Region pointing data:
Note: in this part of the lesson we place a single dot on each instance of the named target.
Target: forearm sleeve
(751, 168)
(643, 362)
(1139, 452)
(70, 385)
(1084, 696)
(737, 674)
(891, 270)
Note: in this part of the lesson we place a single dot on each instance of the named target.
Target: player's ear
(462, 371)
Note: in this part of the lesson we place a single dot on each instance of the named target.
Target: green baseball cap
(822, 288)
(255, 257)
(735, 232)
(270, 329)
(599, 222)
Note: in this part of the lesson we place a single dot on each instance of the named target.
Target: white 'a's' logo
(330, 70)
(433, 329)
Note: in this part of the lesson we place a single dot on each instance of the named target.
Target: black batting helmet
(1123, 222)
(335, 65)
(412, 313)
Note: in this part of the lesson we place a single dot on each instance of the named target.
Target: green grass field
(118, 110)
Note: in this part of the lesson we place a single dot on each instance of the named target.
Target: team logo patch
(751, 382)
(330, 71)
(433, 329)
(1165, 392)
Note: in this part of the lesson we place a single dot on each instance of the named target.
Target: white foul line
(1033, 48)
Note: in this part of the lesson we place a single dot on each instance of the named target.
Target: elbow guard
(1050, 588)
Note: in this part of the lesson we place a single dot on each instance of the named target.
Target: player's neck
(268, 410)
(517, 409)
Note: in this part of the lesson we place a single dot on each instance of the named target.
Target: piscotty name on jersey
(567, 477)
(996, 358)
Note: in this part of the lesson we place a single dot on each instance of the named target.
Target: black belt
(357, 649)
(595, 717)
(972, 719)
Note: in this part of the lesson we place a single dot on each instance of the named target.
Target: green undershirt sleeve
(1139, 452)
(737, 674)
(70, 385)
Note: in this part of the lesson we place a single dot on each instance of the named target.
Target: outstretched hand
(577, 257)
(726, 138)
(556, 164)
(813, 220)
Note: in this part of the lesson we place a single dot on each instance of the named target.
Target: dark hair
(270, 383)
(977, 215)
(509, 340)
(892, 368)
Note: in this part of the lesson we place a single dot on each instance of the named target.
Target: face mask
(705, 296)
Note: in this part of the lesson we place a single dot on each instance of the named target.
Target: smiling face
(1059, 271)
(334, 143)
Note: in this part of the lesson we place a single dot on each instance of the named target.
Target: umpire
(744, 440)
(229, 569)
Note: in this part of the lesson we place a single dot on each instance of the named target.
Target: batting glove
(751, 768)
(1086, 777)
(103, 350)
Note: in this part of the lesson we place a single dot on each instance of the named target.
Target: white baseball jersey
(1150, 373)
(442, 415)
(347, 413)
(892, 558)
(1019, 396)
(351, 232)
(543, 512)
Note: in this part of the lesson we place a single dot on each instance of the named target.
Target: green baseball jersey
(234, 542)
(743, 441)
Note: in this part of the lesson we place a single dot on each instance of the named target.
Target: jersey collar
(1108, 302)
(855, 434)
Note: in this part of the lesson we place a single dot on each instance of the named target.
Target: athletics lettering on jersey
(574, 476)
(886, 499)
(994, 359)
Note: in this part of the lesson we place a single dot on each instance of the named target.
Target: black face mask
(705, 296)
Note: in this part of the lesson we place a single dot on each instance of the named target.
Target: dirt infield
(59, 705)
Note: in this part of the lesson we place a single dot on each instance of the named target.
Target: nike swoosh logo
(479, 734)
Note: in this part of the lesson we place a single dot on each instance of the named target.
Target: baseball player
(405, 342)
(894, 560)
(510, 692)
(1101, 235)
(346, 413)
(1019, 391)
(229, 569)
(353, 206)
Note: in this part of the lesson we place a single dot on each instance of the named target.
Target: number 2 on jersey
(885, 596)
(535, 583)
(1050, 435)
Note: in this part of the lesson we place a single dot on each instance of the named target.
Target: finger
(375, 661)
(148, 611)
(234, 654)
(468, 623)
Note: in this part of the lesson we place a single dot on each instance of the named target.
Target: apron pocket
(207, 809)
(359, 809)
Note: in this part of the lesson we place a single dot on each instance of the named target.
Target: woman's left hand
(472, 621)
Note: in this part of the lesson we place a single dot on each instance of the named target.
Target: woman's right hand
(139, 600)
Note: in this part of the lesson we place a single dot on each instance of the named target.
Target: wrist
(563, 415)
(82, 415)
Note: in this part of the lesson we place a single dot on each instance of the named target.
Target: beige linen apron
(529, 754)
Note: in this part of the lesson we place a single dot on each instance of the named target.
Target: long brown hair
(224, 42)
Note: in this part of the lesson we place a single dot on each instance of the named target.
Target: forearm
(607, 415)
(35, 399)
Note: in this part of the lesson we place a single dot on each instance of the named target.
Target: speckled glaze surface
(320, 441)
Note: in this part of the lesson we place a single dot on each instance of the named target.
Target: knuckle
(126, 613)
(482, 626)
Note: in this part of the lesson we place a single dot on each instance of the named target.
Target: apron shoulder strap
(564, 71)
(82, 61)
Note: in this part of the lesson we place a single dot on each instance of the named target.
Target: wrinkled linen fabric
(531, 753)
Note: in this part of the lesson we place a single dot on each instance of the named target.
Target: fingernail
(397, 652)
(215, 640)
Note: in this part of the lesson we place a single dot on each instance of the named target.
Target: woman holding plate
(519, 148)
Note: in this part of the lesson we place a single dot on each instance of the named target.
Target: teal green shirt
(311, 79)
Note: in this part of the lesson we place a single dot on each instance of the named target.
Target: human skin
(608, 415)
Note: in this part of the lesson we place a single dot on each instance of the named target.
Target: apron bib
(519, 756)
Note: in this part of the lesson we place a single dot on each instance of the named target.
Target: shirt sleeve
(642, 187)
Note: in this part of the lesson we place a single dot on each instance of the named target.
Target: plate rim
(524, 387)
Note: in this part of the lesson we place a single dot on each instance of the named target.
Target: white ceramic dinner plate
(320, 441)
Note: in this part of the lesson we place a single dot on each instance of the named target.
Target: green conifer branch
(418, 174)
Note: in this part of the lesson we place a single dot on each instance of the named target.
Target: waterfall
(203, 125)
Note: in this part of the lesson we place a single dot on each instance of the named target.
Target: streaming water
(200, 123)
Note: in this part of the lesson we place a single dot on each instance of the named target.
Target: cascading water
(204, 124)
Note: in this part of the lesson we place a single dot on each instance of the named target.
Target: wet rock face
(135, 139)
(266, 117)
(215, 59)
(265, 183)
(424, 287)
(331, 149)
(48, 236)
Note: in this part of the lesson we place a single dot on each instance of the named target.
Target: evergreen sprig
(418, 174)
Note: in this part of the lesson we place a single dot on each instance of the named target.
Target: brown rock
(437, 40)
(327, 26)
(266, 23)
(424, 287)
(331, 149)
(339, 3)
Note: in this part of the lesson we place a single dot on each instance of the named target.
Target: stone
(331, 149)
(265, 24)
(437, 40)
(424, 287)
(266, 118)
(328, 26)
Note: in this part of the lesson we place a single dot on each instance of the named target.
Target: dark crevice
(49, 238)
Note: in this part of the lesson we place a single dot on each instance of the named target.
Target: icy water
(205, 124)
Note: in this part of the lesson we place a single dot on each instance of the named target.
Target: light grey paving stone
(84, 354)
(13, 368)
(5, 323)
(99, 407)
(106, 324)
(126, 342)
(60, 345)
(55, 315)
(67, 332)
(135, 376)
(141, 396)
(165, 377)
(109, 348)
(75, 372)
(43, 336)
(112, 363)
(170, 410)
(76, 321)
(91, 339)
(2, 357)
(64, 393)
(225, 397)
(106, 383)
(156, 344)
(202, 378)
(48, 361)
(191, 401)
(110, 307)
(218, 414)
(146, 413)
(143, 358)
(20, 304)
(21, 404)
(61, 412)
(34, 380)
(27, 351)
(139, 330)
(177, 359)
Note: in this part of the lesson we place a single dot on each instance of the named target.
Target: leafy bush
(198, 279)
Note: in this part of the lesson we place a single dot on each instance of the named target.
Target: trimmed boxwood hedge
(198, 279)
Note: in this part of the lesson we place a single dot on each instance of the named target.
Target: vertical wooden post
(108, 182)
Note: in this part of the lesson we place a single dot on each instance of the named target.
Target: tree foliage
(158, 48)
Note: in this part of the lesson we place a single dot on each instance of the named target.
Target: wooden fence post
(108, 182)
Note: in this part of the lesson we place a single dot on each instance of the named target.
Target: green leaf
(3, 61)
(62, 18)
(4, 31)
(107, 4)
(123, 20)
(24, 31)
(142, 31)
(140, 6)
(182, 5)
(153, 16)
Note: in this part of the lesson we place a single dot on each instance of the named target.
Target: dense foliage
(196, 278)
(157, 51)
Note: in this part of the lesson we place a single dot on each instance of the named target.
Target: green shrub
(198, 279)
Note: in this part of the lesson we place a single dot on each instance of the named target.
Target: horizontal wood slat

*Task instructions*. Return exactly the lines from the one containing "Target: green shrub" through the last line of the records above, both included, and nothing else.

*Completed task*.
Target: green shrub
(198, 279)
Note: in this part of the lesson we place a single dot on each instance of the named target.
Target: horizontal wood slat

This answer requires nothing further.